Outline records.
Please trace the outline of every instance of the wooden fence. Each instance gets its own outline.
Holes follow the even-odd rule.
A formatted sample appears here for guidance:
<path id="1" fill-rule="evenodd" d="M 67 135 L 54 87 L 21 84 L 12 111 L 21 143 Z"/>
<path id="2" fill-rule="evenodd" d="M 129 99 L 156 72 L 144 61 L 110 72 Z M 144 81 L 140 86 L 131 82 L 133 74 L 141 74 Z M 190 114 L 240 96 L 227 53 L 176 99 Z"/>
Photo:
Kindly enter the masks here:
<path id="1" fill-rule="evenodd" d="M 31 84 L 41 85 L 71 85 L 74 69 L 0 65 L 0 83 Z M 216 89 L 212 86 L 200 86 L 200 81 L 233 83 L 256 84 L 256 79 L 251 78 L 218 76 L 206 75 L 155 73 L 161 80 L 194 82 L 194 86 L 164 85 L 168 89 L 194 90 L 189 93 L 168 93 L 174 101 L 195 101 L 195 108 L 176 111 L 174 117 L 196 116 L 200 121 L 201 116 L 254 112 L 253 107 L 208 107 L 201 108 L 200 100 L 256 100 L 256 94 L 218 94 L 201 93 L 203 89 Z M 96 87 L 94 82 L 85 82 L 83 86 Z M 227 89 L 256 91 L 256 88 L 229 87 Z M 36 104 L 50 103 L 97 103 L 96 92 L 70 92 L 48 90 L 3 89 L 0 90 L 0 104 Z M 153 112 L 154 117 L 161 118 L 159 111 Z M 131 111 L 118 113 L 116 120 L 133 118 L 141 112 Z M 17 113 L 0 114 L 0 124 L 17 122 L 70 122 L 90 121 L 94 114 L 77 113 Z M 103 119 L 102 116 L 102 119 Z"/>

What needs to be done. Copy the listing verbatim from its first line through the line that contains "67 135 L 54", including both of those lines.

Correct output.
Please trace the outline of every instance of the wooden fence. Each instance gets its own outline.
Holes follow the even-odd rule.
A formatted sample appears here for guidance:
<path id="1" fill-rule="evenodd" d="M 67 135 L 54 87 L 21 84 L 12 111 L 21 143 Z"/>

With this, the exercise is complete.